### Brief
Repeat the records below exactly as they appear.

### Record list

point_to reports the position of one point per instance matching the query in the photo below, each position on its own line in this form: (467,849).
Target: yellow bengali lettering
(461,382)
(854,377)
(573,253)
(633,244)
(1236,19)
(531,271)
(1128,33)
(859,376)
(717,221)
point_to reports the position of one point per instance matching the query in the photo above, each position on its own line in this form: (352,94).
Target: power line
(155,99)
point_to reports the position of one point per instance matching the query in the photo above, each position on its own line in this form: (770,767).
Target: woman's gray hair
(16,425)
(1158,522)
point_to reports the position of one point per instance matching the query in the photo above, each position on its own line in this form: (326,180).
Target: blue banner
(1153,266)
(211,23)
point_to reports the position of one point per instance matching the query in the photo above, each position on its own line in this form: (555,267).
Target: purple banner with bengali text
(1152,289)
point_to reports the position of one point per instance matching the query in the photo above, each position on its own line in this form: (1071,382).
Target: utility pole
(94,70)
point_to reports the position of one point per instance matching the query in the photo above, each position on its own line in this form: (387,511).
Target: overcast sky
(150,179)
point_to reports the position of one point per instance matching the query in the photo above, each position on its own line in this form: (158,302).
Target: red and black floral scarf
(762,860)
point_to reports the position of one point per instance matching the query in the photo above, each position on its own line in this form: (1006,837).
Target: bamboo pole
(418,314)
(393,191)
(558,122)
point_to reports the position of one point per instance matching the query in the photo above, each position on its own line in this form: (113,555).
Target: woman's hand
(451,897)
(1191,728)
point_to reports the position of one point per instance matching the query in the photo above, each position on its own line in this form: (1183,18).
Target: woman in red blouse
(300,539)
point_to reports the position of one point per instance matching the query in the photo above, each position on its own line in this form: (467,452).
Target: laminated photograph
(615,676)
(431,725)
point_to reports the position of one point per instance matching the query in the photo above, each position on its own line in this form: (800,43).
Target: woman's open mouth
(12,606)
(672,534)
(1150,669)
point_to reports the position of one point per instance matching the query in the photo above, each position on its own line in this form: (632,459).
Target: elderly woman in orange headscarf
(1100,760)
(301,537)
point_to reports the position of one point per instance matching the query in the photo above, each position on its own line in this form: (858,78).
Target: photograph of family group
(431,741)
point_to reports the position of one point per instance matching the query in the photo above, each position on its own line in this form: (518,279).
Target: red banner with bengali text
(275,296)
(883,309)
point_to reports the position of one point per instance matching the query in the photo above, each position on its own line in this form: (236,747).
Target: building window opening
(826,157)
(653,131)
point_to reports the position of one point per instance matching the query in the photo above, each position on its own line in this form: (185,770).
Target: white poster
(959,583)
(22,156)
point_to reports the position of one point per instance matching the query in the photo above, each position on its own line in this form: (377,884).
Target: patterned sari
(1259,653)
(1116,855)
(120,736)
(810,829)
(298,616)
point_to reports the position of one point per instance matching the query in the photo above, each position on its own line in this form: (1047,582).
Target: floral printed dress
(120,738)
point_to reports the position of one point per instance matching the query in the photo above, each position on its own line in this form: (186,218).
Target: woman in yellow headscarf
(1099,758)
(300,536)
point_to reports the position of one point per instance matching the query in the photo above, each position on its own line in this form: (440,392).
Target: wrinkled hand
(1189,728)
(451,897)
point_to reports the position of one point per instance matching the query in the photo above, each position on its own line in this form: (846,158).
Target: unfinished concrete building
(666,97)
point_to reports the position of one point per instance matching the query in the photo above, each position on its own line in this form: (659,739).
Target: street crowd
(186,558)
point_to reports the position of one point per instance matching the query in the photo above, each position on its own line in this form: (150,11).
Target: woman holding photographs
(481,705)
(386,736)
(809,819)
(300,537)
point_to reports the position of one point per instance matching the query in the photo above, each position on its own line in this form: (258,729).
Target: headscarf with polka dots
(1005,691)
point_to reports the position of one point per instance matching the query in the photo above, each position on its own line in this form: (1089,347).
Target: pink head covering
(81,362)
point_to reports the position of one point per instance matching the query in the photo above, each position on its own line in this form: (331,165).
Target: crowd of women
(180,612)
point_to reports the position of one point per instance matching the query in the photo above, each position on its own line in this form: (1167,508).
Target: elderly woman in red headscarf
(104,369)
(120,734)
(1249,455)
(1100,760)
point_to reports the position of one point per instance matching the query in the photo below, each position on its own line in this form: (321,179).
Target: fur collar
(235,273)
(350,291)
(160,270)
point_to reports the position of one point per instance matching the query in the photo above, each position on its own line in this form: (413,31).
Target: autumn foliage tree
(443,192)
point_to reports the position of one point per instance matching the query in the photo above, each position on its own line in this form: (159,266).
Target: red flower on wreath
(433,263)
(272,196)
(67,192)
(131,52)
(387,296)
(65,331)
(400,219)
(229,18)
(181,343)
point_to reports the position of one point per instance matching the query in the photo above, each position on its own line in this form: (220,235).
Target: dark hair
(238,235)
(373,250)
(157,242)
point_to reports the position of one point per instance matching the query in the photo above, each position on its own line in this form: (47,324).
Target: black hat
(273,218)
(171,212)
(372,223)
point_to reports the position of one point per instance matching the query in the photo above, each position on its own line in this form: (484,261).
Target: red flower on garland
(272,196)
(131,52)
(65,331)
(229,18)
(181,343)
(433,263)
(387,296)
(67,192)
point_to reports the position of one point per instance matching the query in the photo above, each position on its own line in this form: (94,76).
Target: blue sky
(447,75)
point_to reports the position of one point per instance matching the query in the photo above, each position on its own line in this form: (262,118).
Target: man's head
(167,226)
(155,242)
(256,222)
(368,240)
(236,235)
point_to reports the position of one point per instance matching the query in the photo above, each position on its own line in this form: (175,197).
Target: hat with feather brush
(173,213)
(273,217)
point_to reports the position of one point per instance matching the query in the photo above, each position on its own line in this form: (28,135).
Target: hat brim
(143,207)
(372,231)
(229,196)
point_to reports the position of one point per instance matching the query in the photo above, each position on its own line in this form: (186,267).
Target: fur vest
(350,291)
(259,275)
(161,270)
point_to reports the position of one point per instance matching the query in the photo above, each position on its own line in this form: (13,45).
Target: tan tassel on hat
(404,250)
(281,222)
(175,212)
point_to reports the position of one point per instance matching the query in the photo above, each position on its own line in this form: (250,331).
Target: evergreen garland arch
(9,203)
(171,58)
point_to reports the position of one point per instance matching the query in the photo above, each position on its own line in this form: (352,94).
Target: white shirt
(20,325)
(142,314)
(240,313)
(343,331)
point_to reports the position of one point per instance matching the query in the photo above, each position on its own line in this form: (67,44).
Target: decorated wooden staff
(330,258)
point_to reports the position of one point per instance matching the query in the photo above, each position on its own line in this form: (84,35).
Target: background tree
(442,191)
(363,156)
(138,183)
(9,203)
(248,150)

### Exercise response
point_to reports the position of one point per instance matching the query in the photo below, each position on its own line in this form: (467,849).
Target: yellow bengali lettering
(461,382)
(854,377)
(573,253)
(633,244)
(1236,19)
(531,271)
(1128,33)
(859,376)
(717,221)
point_to reports the position of one point per instance matching the query in the photo above, each position on its own line in this form: (352,94).
Target: power line
(155,99)
point_to reports the position of one point per instance matching the query in the photo above, each position on its own line in this form: (770,767).
Target: woman's gray hair
(16,425)
(1158,522)
point_to reports the position of one point per instance matching the query in the photo above, each position on its own line in this form: (326,180).
Target: blue banner
(1153,266)
(211,23)
point_to reports the position of one point per instance matching the query in the photo above, each position on its own line in this form: (555,267).
Target: purple banner with bengali text
(1152,289)
point_to reports the position of one point per instance matching the query in the photo above, each position on its own line in this form: (1071,382).
Target: utility pole
(94,70)
point_to reports the position of one point per instance matching the query in the photo above, each position on its own line in this form: (387,511).
Target: overcast sky
(150,179)
point_to reports the position of one point per instance matching the query in the photo above, each position on its own line in this form: (158,302).
Target: red and black floral scarf
(762,860)
point_to reports the position of one point per instance matching the query in the photo above, each position on its own line in this form: (1006,837).
Target: bamboo pole
(418,314)
(393,191)
(558,122)
point_to reports the position of one point per instance matching the query in the photo above, each position on its own line in this form: (113,555).
Target: woman's hand
(451,897)
(1191,728)
point_to reports the position of one point per instance matching the query in the photo above, each position on its own line in this form: (1183,18).
Target: woman in red blouse
(300,539)
point_to reports the position of one point per instance matching the query in the photo above, each position on its own line in this form: (467,452).
Target: laminated photograph
(615,676)
(431,725)
point_to reports the position of one point per instance matching the query in the photo above, each position on its own line in this form: (800,43).
Target: woman's open mouth
(12,606)
(672,534)
(1150,669)
point_to reports the position of one point per instance matching the query in the photo above, each position on its own line in this form: (632,459).
Target: elderly woman in orange headscarf
(1100,760)
(301,537)
point_to reports the position of one point per instance matching the query in the photo above, each position on its own line in this form: (858,78).
Target: photograph of family group
(431,741)
point_to reports the position of one point per instance matching the query in the photo above, each position on its own line in this form: (518,279).
Target: red banner with bengali text
(275,296)
(883,309)
point_to reports the position of one point per instance matching the query in the photo above, each position on its own line in this form: (236,747).
Target: building window opening
(826,157)
(653,131)
point_to reports the position of one point per instance matching the query in the photo above, each position on its own line in this form: (185,770).
Target: white poster
(959,583)
(22,156)
point_to reports the position of one point per instance matching the query in the photo above, each position on its own line in this form: (377,884).
Target: patterned sari
(1259,653)
(1116,855)
(120,736)
(810,829)
(298,616)
point_to reports the position of one point per instance matching the query in the photo above, each position on its own line in this form: (1047,582).
Target: floral printed dress
(120,738)
point_to reports the position of one point per instance matching the query in the photo above, each position on its own line in this form: (186,218).
Target: woman in yellow headscarf
(1099,758)
(300,536)
point_to reports the position of one point per instance matching the query in the photo above, each position on its own line in this form: (440,392).
Target: wrinkled hand
(1189,728)
(451,897)
point_to reports the position of one point per instance matching the query in the photo above, each position on its own line in this form: (846,158).
Target: unfinished concrete building
(666,97)
point_to reports the position of one point per instance matching the query in the photo above, each position on its own line in this form: (659,739).
Target: street crowd
(186,558)
point_to reports the position of one point per instance matching the query in the photo above, each position on its own line in this form: (150,11).
Target: woman holding photographs
(481,705)
(386,736)
(809,819)
(300,537)
point_to reports the position of one point per instance matching the query in the photo above, each position on its own line in this form: (258,729).
Target: headscarf with polka dots
(1005,691)
point_to reports the position of one point per instance matching the query in the photo above, each position on its own line in this form: (1089,347).
Target: pink head covering
(81,362)
point_to reports the position of one point per instance matching the query in the photo above, each position on its own line in this form: (331,165).
Target: crowd of women
(180,612)
point_to reports the position of one point per instance matching the query in the photo above, each position on its own line in this form: (1167,508).
Target: elderly woman in red headscarf
(104,369)
(120,734)
(1249,455)
(1100,760)
point_to reports the position of one point per instance matching the query in the photo below, each position on its own line in this form: (321,179).
Target: fur collar
(235,273)
(350,291)
(160,270)
point_to reports the position of one point per instance matching the query in the photo above, each position on its own line in this form: (413,31).
Target: autumn foliage tree
(443,192)
point_to reports the position of one point per instance matching the query in the photo above, each position on its own line in this form: (159,266).
Target: red flower on wreath
(433,263)
(272,196)
(67,192)
(131,52)
(387,296)
(65,331)
(400,219)
(229,18)
(181,343)
point_to reports the position of one point per instance matching the query in the photo above, each position on its own line in this form: (220,235).
Target: dark hair
(238,235)
(373,250)
(157,242)
point_to reports the position of one point per instance matching the query in the photo above, each position on its own line in this form: (47,324).
Target: black hat
(273,218)
(171,212)
(372,223)
point_to reports the position of one point per instance matching the query in the photo above, each position on its own line in this form: (484,261).
Target: red flower on garland
(272,196)
(131,52)
(65,331)
(229,18)
(181,343)
(433,263)
(387,296)
(67,192)
point_to reports the position of one point per instance matching the query in the photo above, each position on its own line in this form: (94,76).
Target: blue sky
(447,75)
point_to reports the position of one point per instance matching the query in the photo above, each position on its own line in this form: (262,118).
Target: man's head
(167,226)
(155,242)
(256,222)
(368,240)
(236,235)
point_to reports the position of one point per instance matching the query in the photo above, each position on its own line in this form: (175,197).
Target: hat with feather brush
(173,213)
(273,217)
point_to reports the position of one point per instance matching the query in the photo above, each position on its own line in this form: (28,135).
Target: hat brim
(143,207)
(372,231)
(229,196)
point_to reports the position of one point per instance matching the query in the photo above, each position on its own line in this form: (186,267).
Target: fur vest
(350,291)
(259,275)
(161,270)
point_to reports the position of one point per instance matching the query in the photo above, each position on its own line in this form: (13,45).
Target: tan tassel on hat
(404,250)
(281,222)
(175,212)
point_to reports the position of one point per instance matching the query in the photo above, each position on its own line in this form: (250,331).
Target: evergreen garland arch
(9,203)
(171,58)
point_to reports the position of one point per instance matching the query in the photo above, each position on its own line in this form: (352,94).
Target: white shirt
(20,325)
(142,314)
(240,313)
(343,331)
point_to reports the position of one point per instance matching the query in the photo above, each position on its own line in this form: (67,44).
Target: decorated wooden staff
(330,258)
point_to reports the position of one point per instance matching the query in the photo above, each position on its own line in this form: (84,35).
Target: background tree
(442,191)
(363,156)
(138,183)
(9,203)
(248,150)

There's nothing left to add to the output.